_Exercise brief_
Rewrite the listing from the line with "--target=blurred background --return=outline" through the end of the listing, keeping the requests, and scale every outline coordinate in the answers by 0.6, rounding to whole numbers with halves rounded up. Give back only those lines.

++++ Data for the task ++++

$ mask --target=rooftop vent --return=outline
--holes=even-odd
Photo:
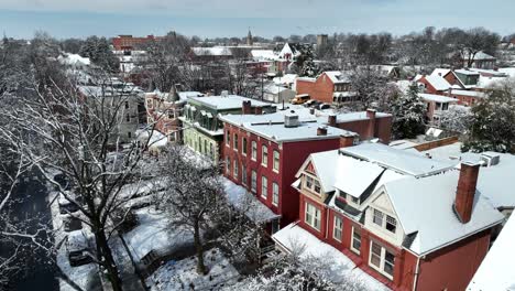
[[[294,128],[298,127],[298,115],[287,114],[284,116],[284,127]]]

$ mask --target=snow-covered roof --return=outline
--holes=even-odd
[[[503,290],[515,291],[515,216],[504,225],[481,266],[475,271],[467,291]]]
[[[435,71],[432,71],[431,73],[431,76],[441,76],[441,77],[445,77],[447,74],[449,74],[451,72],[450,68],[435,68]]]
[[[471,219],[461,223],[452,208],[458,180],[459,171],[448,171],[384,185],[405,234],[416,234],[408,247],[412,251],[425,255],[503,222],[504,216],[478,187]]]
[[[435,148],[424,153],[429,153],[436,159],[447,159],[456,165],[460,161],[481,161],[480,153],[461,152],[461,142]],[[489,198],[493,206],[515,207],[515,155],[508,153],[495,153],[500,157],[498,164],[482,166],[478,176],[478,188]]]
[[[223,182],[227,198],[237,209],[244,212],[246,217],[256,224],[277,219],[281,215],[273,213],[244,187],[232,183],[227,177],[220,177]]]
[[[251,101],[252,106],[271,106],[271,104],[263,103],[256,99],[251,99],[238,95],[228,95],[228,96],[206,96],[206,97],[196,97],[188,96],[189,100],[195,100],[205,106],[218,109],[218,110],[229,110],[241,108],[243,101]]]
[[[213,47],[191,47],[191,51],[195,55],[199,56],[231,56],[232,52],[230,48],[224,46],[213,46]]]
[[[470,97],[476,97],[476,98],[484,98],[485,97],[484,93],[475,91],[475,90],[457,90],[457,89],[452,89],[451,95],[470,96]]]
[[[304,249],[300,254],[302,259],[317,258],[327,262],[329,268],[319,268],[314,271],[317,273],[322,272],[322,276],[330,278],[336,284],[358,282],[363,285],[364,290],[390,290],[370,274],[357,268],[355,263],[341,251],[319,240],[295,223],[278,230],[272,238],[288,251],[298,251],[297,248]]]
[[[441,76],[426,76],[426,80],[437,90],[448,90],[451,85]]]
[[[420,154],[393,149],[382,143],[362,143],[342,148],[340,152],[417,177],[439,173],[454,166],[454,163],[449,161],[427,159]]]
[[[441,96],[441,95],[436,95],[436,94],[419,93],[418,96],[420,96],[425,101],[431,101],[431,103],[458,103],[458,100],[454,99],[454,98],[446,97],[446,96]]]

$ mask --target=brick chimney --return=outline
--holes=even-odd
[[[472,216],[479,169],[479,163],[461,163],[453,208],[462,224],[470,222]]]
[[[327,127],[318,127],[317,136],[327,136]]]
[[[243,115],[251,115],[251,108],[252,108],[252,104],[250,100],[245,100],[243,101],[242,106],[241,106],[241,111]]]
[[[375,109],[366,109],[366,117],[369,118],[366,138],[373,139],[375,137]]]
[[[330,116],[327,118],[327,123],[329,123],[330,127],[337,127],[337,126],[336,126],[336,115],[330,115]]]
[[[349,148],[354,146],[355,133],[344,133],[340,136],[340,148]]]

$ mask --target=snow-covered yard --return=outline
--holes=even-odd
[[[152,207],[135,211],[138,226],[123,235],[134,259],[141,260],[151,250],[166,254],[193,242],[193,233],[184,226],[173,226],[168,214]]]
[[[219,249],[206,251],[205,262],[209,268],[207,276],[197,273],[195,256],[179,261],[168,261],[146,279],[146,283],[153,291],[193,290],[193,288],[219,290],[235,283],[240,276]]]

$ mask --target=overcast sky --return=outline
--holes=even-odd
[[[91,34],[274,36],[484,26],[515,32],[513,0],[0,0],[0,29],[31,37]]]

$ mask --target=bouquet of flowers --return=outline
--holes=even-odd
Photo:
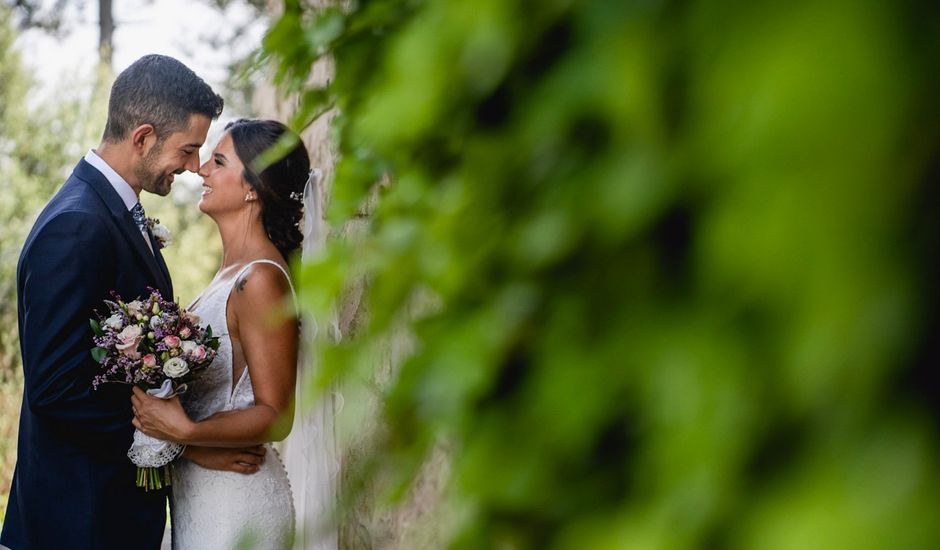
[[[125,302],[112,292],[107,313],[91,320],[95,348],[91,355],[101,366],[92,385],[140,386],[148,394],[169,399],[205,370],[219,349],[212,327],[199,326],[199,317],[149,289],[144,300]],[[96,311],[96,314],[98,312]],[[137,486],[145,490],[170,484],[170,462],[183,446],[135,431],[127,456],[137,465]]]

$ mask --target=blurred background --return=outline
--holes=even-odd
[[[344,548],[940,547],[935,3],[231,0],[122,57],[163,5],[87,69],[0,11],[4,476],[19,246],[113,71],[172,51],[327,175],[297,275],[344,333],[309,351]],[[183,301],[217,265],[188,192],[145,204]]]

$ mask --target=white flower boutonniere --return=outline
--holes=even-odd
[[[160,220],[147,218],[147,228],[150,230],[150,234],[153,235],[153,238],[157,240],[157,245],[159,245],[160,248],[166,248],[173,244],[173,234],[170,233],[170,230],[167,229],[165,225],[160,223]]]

++++

_The reply_
$ mask --target=blurred background --return=outline
--holes=even-odd
[[[206,329],[564,328],[561,2],[139,0],[73,34],[98,3],[52,41],[0,7],[2,286],[11,148],[68,43],[103,31],[196,105],[178,165],[206,200],[185,211]],[[110,181],[130,159],[113,115],[87,122]]]

$ mask --target=white flower boutonniere --return=outline
--holes=even-odd
[[[96,132],[88,131],[88,137],[90,138],[90,140],[92,141],[92,143],[94,144],[94,147],[95,147],[96,149],[100,149],[104,146],[104,140],[102,140],[102,138],[100,137],[99,135],[96,134]]]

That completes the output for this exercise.